**OBJECTIVE 1**
Reproduce the stretch of the memory grant query passage from "As you can see below, I" through "in descending order.", swapping "descending" for "ascending".

**SELECTED PASSAGE**
>> START

As you can see below, I am simply searching for queries where the requested grant is not null and the grant is null, sorted by ID in descending order.
SELECT TOP 50
RS1.[dd hh:mm:ss.mss],
RS1.[session_id],
RS1.[wait_info],
RS1.[sql_text],
RS1.[sql_command],
RS1.[login_name],
RS1.[query_plan],
RS1.[used_memory],
RS1.[max_used_memory],
RS1.[requested_memory],
RS1.[granted_memory],
RS1.[host_name],
RS1.[database_name],
RS1.[program_name],
RS1.[additional_info],
RS1.[memory_info],
(
SELECT TOP 1
[memory_info]
FROM
[DBA].[dbo].[WhoIsActive_ResultSets]
WHERE RS1.[session_id] = [session_id] AND
RS1.[start_time] = [start_time] AND
RS1.[login_time] = [login_time] AND
[granted_memory] IS NOT NULL AND
[memory_info] IS NOT NULL
ORDER BY [ID] DESC
) AS [rsg_memory_info],
RS1.[start_time],
RS1.[login_time],
RS1.[request_id],
RS1.[collection_time]
FROM [DBA].[dbo].[WhoIsActive_ResultSets] RS1
WHERE RS1.[requested_memory] IS NOT NULL AND
RS1.[granted_memory] IS NULL
ORDER BY [ID] DESC
Results
Let’s review each of these XML element groupings from [memory_info], utilizing our WhoIsActive_ResultSets query from above:
?Memory Grant
This is where we keep all the memory grant information. As you can see our requested memory is about 20 GB, and since SQL honors all memory requests, all requests are granted. Well except when there is no more memory available. Then instead of a grant you see the [wait_time_ms], and your assigned [queue_id].
?<memory_grant>
<request_time>2024-05-22T10:54:24.853</request_time>
<wait_time_ms>8187</wait_time_ms>
<requested_memory_kb>21034000</requested_memory_kb>
<ideal_memory_kb>52585000</ideal_memory_kb>
<required_memory_kb>45712</required_memory_kb>
<queue_id>5</queue_id>
<wait_order>0</wait_order>
<is_next_candidate>1</is_next_candidate>
<dop>8</dop>
<query_cost>86766.2944</query_cost>
</memory_grant>
Resource Semaphore
This pertains to memory management, the area where our requests are met. Here, we can observe the amount of memory that is available, the memory that has been granted, the number of processes, and whether there are any processes waiting for memory.

>> END

**RECORDS**
>> START

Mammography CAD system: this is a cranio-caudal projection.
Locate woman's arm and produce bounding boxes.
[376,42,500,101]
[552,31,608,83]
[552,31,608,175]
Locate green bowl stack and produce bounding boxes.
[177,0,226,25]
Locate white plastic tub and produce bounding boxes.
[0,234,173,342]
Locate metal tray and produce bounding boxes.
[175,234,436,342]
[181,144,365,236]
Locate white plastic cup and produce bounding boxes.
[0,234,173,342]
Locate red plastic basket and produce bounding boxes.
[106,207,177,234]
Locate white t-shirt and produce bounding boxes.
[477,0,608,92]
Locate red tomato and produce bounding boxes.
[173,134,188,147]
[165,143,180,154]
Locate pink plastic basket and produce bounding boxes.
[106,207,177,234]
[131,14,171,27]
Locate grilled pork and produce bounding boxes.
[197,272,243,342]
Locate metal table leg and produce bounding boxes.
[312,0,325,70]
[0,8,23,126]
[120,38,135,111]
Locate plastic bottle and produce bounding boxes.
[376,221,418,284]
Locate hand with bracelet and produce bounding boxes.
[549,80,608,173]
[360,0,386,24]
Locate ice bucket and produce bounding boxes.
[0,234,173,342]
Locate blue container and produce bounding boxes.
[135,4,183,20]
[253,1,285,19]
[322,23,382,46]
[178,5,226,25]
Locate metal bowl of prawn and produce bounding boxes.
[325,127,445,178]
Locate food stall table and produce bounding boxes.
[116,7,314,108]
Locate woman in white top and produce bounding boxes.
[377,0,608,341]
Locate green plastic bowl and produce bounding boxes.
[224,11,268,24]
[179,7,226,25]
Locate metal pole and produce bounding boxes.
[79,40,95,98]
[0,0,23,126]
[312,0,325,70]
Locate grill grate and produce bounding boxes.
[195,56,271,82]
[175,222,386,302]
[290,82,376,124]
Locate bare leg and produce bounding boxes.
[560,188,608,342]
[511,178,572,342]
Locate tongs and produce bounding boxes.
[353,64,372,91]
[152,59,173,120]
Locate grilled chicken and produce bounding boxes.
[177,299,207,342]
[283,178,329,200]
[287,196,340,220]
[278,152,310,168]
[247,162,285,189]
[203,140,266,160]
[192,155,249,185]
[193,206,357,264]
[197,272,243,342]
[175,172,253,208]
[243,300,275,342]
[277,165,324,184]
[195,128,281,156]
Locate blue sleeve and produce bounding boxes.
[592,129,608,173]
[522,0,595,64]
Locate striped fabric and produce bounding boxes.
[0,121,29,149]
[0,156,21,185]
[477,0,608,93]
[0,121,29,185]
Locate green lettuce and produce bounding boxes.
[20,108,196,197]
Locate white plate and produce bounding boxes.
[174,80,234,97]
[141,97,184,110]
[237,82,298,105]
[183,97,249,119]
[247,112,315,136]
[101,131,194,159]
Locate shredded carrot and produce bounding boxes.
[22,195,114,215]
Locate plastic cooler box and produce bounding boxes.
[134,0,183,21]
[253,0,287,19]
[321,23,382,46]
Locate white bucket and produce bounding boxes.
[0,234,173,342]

>> END

**OBJECTIVE 2**
Copy out, without any change, the lines of the records in the stretch from the line containing "Locate bare leg and produce bounding boxes." through the line containing "[20,108,196,197]".

**CORRECT OUTPUT 1**
As you can see below, I am simply searching for queries where the requested grant is not null and the grant is null, sorted by ID in ascending order.

**CORRECT OUTPUT 2**
Locate bare leg and produce bounding boxes.
[560,188,608,342]
[511,178,572,342]
Locate tongs and produce bounding boxes.
[353,64,372,91]
[152,59,173,120]
Locate grilled chicken and produce bounding boxes.
[177,299,207,342]
[283,178,329,200]
[287,196,340,220]
[278,152,310,168]
[247,162,285,189]
[203,140,266,160]
[192,155,249,185]
[193,206,357,264]
[197,272,243,342]
[175,172,253,208]
[243,300,275,342]
[277,165,324,184]
[195,128,281,156]
Locate blue sleeve and produce bounding boxes.
[592,129,608,173]
[522,0,595,64]
Locate striped fabric and produce bounding boxes.
[0,121,29,149]
[0,156,21,185]
[477,0,608,93]
[0,121,29,185]
Locate green lettuce and produce bounding boxes.
[20,108,196,197]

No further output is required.